Every line of the data must be copied exactly.

### Data supplied

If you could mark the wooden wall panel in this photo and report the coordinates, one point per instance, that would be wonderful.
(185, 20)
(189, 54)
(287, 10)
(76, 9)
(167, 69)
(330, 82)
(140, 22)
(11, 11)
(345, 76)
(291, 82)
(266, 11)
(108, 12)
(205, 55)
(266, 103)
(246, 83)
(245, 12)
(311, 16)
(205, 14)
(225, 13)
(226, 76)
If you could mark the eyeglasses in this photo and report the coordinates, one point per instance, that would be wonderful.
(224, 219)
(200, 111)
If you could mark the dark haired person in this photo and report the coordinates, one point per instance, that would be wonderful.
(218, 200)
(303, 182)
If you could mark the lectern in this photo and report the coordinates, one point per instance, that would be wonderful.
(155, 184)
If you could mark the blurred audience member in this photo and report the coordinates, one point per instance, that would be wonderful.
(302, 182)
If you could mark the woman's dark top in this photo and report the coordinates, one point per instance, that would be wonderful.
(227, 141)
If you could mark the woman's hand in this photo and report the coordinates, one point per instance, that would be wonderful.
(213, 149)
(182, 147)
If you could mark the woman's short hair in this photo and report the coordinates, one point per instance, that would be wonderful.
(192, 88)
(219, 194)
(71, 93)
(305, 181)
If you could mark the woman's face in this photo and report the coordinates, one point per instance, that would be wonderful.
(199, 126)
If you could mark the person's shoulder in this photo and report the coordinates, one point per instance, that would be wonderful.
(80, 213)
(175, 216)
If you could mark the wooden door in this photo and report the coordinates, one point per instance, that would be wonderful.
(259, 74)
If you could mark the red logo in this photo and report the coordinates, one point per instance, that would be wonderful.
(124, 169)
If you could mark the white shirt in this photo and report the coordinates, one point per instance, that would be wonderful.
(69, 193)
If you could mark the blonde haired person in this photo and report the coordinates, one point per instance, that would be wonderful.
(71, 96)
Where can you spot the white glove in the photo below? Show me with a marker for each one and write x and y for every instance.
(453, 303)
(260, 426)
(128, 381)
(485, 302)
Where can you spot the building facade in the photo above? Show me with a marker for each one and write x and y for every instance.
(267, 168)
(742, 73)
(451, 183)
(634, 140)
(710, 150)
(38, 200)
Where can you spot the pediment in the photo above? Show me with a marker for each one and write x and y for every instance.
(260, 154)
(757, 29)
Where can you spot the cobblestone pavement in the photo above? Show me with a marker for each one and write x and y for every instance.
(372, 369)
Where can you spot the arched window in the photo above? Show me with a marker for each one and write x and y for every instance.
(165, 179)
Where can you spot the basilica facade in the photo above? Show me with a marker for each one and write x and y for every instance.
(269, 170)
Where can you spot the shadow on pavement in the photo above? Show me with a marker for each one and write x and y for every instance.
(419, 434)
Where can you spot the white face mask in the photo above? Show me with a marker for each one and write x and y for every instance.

######

■ **Reply**
If you could mark the wooden wall panel in this photo and report the coordinates, one point per instance, that would be wonderful.
(185, 20)
(189, 54)
(287, 10)
(76, 9)
(167, 69)
(330, 82)
(140, 22)
(11, 11)
(345, 76)
(291, 82)
(266, 11)
(108, 12)
(205, 55)
(266, 103)
(246, 83)
(245, 12)
(311, 16)
(205, 14)
(225, 13)
(226, 76)
If you could mark the eyeglasses in this photo and report the coordinates, one point per instance, that would be wonderful.
(224, 219)
(200, 111)
If you could mark the dark haired person in this photo and report the coordinates, one point per instance, that would be wonderful.
(218, 200)
(303, 182)
If you could mark the lectern in this photo and report the coordinates, one point per instance, that would be wonderful.
(155, 184)
If you could mark the blurred audience member in this photo and report the coordinates, one point per instance, that would be wonderful.
(302, 182)
If you could mark the woman's dark top in this photo and report the coordinates, one point per instance, that would be wonderful.
(227, 141)
If you could mark the woman's hand in this photo and report the coordinates, one point per instance, that would be wonderful.
(213, 149)
(182, 147)
If you could mark the woman's short hair in this photo and report the coordinates, one point per instance, that would be wonderful.
(192, 88)
(219, 194)
(71, 93)
(305, 181)
If you could mark the woman's face in this photo and report the coordinates, one point per instance, that would be wonderful.
(199, 126)
If you could mark the person's shoulder in this photo and report the coordinates, one point per instance, that would be wonderful.
(80, 213)
(175, 216)
If you could mark the wooden door in this photo and report the coordinates, one point per instance, that would be wonderful.
(259, 74)
If you could mark the red logo in this photo and report the coordinates, one point per instance, that would be wonderful.
(124, 169)
If you could mark the white shirt in this photo and report the coordinates, one point per instance, that would be wonderful.
(69, 193)
If you could mark the blonde haired person in this photo and report the coordinates, one point per instance, that would be wonderful.
(71, 96)
Where can you spot the white glove in the photo below? Show me with a marker for each one and write x and y for every instance.
(453, 303)
(260, 426)
(128, 381)
(485, 302)
Where can you spot the building facade in the photo above? Show me with a marker for each one and write x and y for every instance.
(267, 168)
(742, 73)
(451, 183)
(634, 140)
(710, 150)
(38, 200)
Where can you spot the pediment in the photo above? Show me with a marker for each one and write x and y for every instance.
(260, 154)
(757, 29)
Where can you spot the cobblestone pavement in the photo above? Show me with a marker for each one and write x and y for every instance.
(372, 369)
Where can you spot the arched window in the photo above? Show me with a marker for each one and write x and y for every instance.
(165, 179)
Where can you spot the basilica facade in the photo above? Show me with a marker for each one and write x and y for every instance.
(269, 170)
Where can you spot the shadow on pavement in the photo above? Show me with a marker for each one and write x and y for every instance.
(419, 434)
Where can you spot the white face mask in the photo above? Show me with a marker for each one and write x and y for every instance.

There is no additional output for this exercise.